DATA SUPPLIED section start

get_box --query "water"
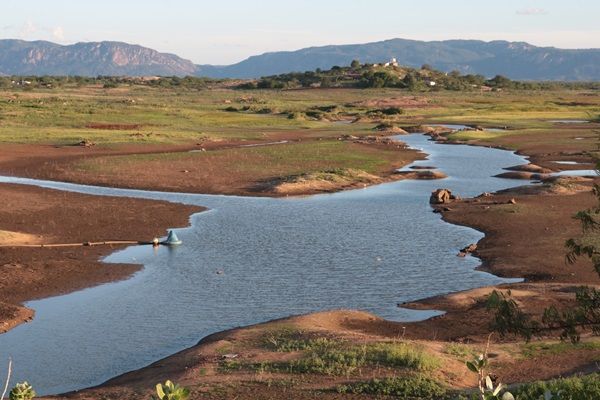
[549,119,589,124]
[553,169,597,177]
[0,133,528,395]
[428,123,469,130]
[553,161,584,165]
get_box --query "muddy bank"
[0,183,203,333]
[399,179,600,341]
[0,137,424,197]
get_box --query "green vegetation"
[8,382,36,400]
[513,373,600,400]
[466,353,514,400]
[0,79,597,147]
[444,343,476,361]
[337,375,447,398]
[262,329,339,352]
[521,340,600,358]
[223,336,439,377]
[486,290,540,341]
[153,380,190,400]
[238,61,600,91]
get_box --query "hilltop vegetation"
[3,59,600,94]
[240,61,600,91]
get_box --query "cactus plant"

DATA SUPPLIED section end

DIRECTIONS: Write out every record exactly. Leave the pictures out.

RESPONSE:
get_box --query "water"
[549,119,589,124]
[553,169,597,177]
[0,133,528,395]
[428,123,469,130]
[553,161,584,165]
get_box --query "muddy bank"
[0,183,203,333]
[399,179,600,341]
[0,137,424,197]
get_box --query "green vegetation"
[8,382,36,400]
[513,373,600,400]
[466,353,514,400]
[0,79,597,147]
[444,343,476,361]
[337,375,447,398]
[262,329,339,352]
[521,340,600,358]
[223,336,439,377]
[486,290,540,341]
[153,380,190,400]
[238,61,600,91]
get_box --query "hilltop vegetation"
[3,59,600,94]
[240,61,600,91]
get_box --query "cactus plant"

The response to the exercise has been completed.